What needs to be done: Please add 150 to every coordinate in the answers of the lines from the line with "element per line'" up to and including the line with "123 92 L 99", then give those lines again in full, requests included. Leave the pictures out.

Records provided:
+ + +
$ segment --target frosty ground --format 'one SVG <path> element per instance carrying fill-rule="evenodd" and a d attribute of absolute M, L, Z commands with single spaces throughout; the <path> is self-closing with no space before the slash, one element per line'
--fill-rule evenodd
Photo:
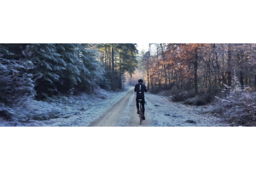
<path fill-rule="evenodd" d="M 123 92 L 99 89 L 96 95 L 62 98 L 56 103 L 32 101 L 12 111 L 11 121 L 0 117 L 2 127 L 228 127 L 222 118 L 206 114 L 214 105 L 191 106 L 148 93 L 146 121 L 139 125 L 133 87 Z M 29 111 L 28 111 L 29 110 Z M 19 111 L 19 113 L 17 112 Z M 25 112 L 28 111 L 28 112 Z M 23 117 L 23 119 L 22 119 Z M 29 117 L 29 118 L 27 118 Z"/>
+ + +
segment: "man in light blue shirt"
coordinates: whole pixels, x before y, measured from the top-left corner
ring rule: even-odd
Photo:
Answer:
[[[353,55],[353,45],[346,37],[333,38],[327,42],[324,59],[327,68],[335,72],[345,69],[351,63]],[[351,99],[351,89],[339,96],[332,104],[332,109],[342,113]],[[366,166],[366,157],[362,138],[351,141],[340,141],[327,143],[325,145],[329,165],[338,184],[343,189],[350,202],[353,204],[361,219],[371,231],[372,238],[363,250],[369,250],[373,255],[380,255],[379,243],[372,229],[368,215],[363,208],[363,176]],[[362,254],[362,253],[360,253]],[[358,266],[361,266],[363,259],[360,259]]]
+ + +
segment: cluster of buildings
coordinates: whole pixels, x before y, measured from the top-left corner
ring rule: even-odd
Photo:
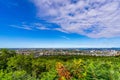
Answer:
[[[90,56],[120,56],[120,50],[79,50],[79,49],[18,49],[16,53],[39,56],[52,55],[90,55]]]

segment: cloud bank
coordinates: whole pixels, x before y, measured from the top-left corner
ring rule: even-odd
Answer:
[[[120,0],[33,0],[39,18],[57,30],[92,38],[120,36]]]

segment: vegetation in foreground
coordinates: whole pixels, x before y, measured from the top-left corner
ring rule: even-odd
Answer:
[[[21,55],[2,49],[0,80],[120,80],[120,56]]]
+ + +
Solution for this exercise:
$ segment --target frosty ground --format 'one SVG <path> element per instance carrying fill-rule="evenodd" and a d attribute of absolute M, L, Z commands with single spaces throughout; the <path> is self-closing with no space before the slash, one element per line'
--fill-rule evenodd
Photo:
<path fill-rule="evenodd" d="M 273 242 L 249 239 L 246 245 L 212 248 L 206 253 L 182 251 L 162 261 L 161 271 L 150 267 L 152 277 L 378 277 L 372 268 L 356 264 L 364 255 L 341 256 L 298 243 L 296 271 L 289 275 L 283 237 Z M 179 261 L 178 261 L 179 260 Z M 169 261 L 169 263 L 167 262 Z M 175 262 L 178 261 L 178 262 Z M 173 267 L 173 269 L 172 269 Z M 179 267 L 179 268 L 177 268 Z"/>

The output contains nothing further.